— start of Record list —
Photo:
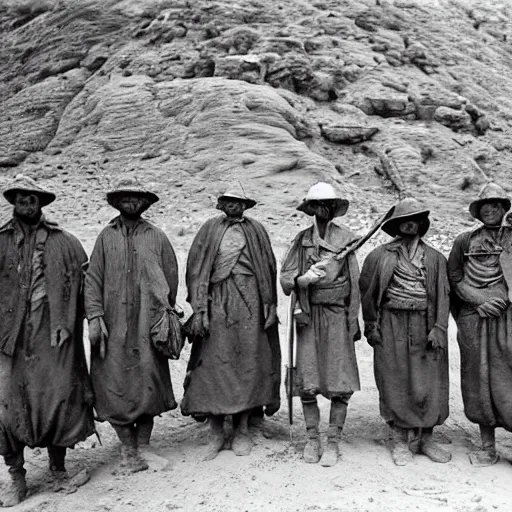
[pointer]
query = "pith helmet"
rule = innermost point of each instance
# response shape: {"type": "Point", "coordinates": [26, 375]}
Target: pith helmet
— end of Record list —
◆ The task:
Omit the pictures, then quote the rest of the material above exactly.

◆ Exercise answer:
Photo:
[pointer]
query = "pith helmet"
rule = innermost point of each instance
# response shape: {"type": "Point", "coordinates": [26, 375]}
Target: pith helmet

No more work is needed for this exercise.